[実施する作業]:
(1) 腎移植に関する文章のうち、「上腕部の動脈穿刺が上手くいかなかったら頸部穿刺もありえたでしょうが」から「全身麻酔から覚醒するも意識朦朧。」までの部分を一字も変えずに書き写してください。
(2) 次の(a)〜(c)が腎移植に関する文章の内容と合っているかどうか、それぞれ「はい」か「いいえ」で答え、判断の根拠となる文章中の語句をそのまま引用してください。(a) 筆者は上腕部の動脈から脱血して血液透析を行った。(b) 上腕部の動脈穿刺には強い痛みが伴った。(c) 抜針後の圧迫止血は約10分で終わった。
(3) 腎移植に関する文章によると、翌日以降に内出血でドス黒くなったのはどこですか。

[原文抜粋]:

<<<<

つまり「血液透析」を数回行うわけです。(※患者によるでしょうが)
透析生活から腎移植手術へ移行する患者さんはシャントがあり、そのまま血液透析可能でしょうが
腎保存期での腎移植手術の私はVA(バスキュラーアクセス)がありません。
頸部から脱血するか、上腕部の動脈から脱血するか。
上腕部の動脈穿刺が上手くいかなかったら頸部穿刺もありえたでしょうが
そこはさすが私の主治医、一発で上腕部動脈へ直接穿刺し、そこから脱血
人生初めての「血液透析」を行いました。
上腕部の動脈穿刺は、幸い痛みはないのですが、透析が終了し抜針後の止血作業が大変です。
約30分は受持医の方が圧迫止血を施してくれました。
それでも翌日以降、穿刺した上腕部ほぼ全体が内出血でドス黒くなりました。
見た目のインパクトは大でしたね。
手術直後
全身麻酔から覚醒するも意識朦朧。
それでも、自分の鼻、口、両腕、右側腹部等
全身の至る所に「管」が繋がっている感覚があったこと、今でも覚えています。

>>>>

[収集したデータ項目]:
<<<<

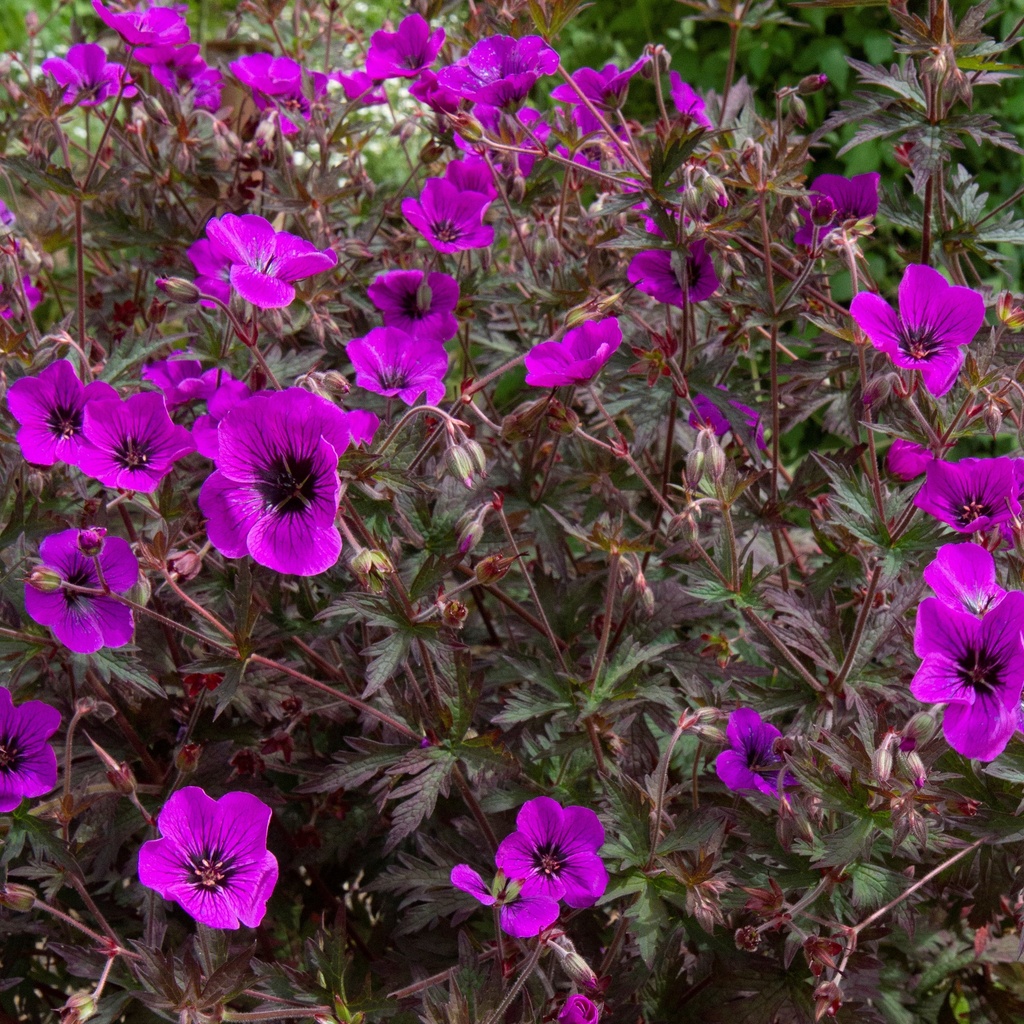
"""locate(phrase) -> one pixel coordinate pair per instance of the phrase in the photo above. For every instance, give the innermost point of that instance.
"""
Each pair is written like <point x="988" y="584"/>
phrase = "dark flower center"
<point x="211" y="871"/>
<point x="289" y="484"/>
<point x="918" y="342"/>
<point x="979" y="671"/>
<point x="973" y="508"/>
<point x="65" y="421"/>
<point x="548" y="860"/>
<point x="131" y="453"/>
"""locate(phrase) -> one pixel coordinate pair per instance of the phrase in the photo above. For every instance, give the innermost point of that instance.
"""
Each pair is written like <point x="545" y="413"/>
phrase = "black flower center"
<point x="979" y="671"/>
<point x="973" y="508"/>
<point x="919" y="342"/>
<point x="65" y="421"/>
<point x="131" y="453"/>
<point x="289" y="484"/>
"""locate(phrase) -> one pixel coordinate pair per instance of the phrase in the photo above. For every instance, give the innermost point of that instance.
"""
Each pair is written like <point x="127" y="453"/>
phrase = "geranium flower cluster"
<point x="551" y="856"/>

>>>>

[解答]:
(1)
上腕部の動脈穿刺が上手くいかなかったら頸部穿刺もありえたでしょうが
そこはさすが私の主治医、一発で上腕部動脈へ直接穿刺し、そこから脱血
人生初めての「血液透析」を行いました。
上腕部の動脈穿刺は、幸い痛みはないのですが、透析が終了し抜針後の止血作業が大変です。
約30分は受持医の方が圧迫止血を施してくれました。
それでも翌日以降、穿刺した上腕部ほぼ全体が内出血でドス黒くなりました。
見た目のインパクトは大でしたね。
手術直後
全身麻酔から覚醒するも意識朦朧。

(2)
(a) はい。「一発で上腕部動脈へ直接穿刺し、そこから脱血」
(b) いいえ。「幸い痛みはないのですが」
(c) いいえ。「約30分は受持医の方が圧迫止血を施してくれました。」

(3) 穿刺した上腕部のほぼ全体です。